Material for the task:
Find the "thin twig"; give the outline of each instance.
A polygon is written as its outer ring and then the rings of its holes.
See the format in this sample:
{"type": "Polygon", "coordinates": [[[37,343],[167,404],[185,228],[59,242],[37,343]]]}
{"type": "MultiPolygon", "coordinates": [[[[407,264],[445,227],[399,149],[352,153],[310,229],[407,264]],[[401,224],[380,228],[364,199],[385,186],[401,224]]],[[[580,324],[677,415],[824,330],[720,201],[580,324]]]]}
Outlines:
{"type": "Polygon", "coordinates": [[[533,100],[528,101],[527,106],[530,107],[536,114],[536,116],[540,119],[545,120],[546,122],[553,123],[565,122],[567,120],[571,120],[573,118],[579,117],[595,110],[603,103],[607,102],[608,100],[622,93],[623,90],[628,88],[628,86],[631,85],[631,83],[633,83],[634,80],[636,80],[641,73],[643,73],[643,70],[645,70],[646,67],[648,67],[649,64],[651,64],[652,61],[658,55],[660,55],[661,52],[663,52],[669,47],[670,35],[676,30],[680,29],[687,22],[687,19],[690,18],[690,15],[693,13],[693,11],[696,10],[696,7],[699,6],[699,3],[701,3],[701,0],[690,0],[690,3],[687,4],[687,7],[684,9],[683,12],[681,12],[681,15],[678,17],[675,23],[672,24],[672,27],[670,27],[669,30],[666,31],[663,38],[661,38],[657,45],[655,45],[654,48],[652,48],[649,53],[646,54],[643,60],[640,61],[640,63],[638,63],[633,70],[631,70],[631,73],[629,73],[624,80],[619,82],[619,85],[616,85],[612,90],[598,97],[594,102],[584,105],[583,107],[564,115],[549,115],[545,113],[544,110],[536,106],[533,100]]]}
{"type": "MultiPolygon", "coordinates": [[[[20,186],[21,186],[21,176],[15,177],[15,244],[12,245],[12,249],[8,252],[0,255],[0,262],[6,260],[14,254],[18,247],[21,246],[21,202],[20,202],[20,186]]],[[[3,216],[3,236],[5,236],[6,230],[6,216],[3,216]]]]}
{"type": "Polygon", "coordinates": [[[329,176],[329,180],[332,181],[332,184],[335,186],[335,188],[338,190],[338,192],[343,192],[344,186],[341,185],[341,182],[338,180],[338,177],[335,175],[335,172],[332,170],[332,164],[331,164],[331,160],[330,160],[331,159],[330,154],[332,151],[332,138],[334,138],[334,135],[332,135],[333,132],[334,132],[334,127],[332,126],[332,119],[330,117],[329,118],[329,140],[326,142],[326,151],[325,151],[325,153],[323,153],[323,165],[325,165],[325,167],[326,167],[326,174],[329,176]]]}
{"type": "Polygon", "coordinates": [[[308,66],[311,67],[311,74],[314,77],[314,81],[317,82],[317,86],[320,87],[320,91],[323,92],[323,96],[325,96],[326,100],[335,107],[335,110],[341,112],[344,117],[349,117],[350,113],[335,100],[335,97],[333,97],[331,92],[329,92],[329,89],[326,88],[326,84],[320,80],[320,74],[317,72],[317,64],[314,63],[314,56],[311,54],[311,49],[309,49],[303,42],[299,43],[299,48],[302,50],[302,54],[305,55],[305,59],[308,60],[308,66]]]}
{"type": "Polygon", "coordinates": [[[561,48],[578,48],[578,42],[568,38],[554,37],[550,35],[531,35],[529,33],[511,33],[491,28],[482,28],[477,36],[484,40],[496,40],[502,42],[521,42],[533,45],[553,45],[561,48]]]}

What you need to do: Transcribe each line of the listing above precisely as it appears.

Response to the task:
Find the "thin twig"; give the outline of each instance.
A polygon is written as its outer ring and then the rings of its holes.
See the format in this sample:
{"type": "Polygon", "coordinates": [[[37,343],[167,404],[185,228],[59,242],[37,343]]]}
{"type": "MultiPolygon", "coordinates": [[[[407,264],[445,227],[399,149],[352,153],[310,229],[407,264]],[[401,224],[380,228],[364,199],[385,186],[401,224]]],[[[580,324],[677,415],[824,330],[720,201],[580,324]]]]}
Outlines:
{"type": "Polygon", "coordinates": [[[533,100],[528,101],[527,106],[530,107],[536,114],[536,116],[540,119],[545,120],[546,122],[553,123],[565,122],[567,120],[571,120],[573,118],[579,117],[595,110],[603,103],[607,102],[608,100],[622,93],[623,90],[628,88],[628,86],[631,85],[631,83],[633,83],[634,80],[636,80],[641,73],[643,73],[643,70],[645,70],[646,67],[648,67],[649,64],[651,64],[652,61],[658,55],[660,55],[661,52],[663,52],[669,47],[670,35],[676,30],[680,29],[687,22],[687,19],[690,18],[690,15],[693,13],[693,11],[696,10],[696,7],[699,6],[699,3],[701,3],[701,0],[690,0],[690,3],[687,4],[687,7],[684,9],[683,12],[681,12],[681,15],[678,17],[675,23],[672,24],[672,27],[670,27],[669,30],[666,31],[663,38],[661,38],[657,45],[655,45],[654,48],[652,48],[649,53],[646,54],[643,60],[640,61],[640,63],[638,63],[633,70],[631,70],[631,73],[629,73],[624,80],[619,82],[619,85],[616,85],[612,90],[598,97],[594,102],[584,105],[583,107],[564,115],[549,115],[545,113],[544,110],[536,106],[533,100]]]}
{"type": "MultiPolygon", "coordinates": [[[[20,186],[21,186],[21,176],[15,177],[15,244],[12,245],[12,249],[8,252],[0,255],[0,262],[6,260],[14,254],[18,247],[21,246],[21,202],[20,202],[20,186]]],[[[3,216],[3,236],[5,236],[6,230],[6,216],[3,216]]]]}
{"type": "Polygon", "coordinates": [[[329,176],[329,180],[332,181],[332,184],[335,186],[335,188],[338,190],[338,192],[343,192],[344,186],[341,185],[341,182],[338,180],[338,177],[335,175],[335,172],[332,170],[332,164],[331,164],[331,160],[330,160],[331,159],[330,154],[332,151],[332,138],[334,138],[334,135],[332,135],[333,132],[334,132],[334,127],[332,126],[332,119],[330,117],[329,118],[329,140],[326,142],[326,151],[325,151],[325,153],[323,153],[323,165],[325,165],[325,167],[326,167],[326,174],[329,176]]]}
{"type": "Polygon", "coordinates": [[[308,66],[311,67],[311,74],[314,77],[314,81],[317,82],[317,86],[320,87],[320,91],[323,92],[323,96],[325,96],[326,100],[335,107],[335,110],[341,112],[344,117],[349,117],[350,113],[335,100],[335,97],[333,97],[331,92],[329,92],[329,89],[326,88],[326,84],[320,80],[320,74],[317,72],[317,64],[314,63],[314,56],[311,54],[311,49],[309,49],[303,42],[299,43],[299,48],[302,50],[302,54],[305,55],[305,59],[308,60],[308,66]]]}
{"type": "Polygon", "coordinates": [[[561,48],[578,48],[578,42],[568,38],[554,37],[550,35],[531,35],[529,33],[511,33],[491,28],[482,28],[477,36],[484,40],[496,40],[502,42],[521,42],[533,45],[553,45],[561,48]]]}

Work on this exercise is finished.